> [EXERCISE] Reproduce the entries from the line containing "Task: find the green" through the line containing "point(91, 68)", substituting "lime" for "green" and leaving everything else unchanged.

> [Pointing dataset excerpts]
------

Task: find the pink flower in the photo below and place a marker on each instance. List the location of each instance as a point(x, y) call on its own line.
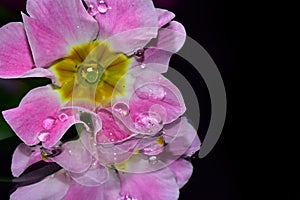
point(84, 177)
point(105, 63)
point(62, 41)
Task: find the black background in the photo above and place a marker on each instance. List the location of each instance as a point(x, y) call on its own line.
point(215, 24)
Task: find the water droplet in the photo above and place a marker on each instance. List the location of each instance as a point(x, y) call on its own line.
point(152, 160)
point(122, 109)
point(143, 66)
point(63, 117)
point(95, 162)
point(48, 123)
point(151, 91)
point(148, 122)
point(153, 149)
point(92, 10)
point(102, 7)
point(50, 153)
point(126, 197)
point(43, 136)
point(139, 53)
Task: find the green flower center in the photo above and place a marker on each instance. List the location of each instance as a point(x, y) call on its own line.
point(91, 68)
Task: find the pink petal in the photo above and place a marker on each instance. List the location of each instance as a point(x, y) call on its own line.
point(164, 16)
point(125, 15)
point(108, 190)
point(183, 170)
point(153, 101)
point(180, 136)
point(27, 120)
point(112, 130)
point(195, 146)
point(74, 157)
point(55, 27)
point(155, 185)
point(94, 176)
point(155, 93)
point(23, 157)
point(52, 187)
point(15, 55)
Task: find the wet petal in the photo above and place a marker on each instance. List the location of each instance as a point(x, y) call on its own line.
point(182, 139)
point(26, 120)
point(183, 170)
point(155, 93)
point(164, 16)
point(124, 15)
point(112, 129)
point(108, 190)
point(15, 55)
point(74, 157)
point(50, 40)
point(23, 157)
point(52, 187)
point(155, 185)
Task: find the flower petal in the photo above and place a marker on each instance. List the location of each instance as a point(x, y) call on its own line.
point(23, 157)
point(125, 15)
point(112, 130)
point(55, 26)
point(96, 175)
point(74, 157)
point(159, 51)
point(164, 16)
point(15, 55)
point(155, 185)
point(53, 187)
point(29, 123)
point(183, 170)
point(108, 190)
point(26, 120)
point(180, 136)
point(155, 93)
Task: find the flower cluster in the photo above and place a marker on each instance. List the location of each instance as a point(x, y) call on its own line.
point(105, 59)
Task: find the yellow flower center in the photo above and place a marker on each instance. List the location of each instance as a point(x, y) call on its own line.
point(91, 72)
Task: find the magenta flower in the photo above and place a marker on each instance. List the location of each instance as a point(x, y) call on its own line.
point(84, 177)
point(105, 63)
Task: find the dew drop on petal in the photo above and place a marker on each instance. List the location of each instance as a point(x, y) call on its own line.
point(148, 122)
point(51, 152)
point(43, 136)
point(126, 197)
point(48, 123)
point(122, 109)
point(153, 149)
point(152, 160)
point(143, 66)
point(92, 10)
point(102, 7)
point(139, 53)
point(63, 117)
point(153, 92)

------

> [TASK RESULT]
Task: find the lime flower center in the photo above and place a marker on each instance. List the location of each instance as a point(x, y) call on its own line.
point(91, 68)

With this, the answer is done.